Stored dataset items:

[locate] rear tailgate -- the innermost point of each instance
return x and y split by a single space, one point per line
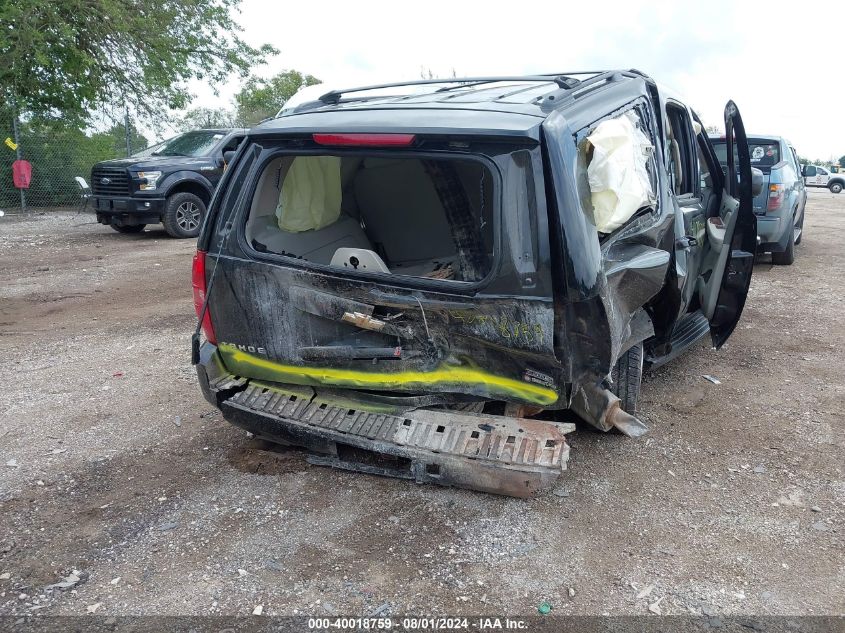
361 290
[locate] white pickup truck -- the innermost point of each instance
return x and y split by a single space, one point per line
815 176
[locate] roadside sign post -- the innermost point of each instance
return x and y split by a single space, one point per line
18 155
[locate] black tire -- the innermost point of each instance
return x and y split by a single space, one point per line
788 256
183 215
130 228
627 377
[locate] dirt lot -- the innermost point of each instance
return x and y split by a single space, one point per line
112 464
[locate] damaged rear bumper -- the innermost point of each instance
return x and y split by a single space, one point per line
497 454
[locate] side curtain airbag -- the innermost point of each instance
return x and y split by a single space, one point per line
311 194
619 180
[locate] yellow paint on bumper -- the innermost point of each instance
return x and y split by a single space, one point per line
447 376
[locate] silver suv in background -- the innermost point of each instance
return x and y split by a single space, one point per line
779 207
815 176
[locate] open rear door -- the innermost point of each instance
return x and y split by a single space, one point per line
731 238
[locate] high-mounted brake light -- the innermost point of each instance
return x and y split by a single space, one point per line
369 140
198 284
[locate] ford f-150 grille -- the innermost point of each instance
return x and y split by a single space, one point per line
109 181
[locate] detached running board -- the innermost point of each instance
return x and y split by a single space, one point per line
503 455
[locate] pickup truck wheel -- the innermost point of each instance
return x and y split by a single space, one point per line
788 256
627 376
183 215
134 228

---

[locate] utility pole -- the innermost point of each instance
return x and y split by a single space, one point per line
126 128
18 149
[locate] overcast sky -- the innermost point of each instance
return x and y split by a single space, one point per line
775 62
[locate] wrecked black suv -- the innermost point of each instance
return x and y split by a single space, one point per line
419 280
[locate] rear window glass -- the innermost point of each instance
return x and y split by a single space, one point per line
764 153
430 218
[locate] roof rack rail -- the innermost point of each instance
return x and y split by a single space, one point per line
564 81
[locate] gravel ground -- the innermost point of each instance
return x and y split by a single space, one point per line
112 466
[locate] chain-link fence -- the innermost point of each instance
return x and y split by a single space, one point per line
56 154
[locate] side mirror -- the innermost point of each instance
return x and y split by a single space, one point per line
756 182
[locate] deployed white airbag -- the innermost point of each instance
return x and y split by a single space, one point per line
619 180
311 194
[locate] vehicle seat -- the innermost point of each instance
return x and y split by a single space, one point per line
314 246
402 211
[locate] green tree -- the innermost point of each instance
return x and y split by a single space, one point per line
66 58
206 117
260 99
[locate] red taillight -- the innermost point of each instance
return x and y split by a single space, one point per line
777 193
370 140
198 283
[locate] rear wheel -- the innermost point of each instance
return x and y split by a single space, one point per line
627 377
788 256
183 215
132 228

* * *

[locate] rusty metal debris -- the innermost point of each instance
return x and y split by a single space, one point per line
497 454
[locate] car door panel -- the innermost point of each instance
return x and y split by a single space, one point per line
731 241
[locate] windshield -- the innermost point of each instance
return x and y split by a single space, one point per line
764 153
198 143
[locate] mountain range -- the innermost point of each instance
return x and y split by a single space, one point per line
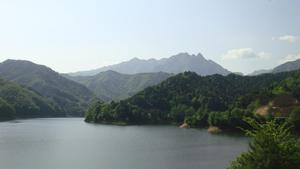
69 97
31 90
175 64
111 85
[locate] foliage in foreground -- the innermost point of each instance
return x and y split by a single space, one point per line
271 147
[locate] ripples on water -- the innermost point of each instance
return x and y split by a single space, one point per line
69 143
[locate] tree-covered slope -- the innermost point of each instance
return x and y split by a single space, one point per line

_Exercise instructions_
State the number of lines in these entries where the word "rear" occurs, without any other words.

_Written response_
5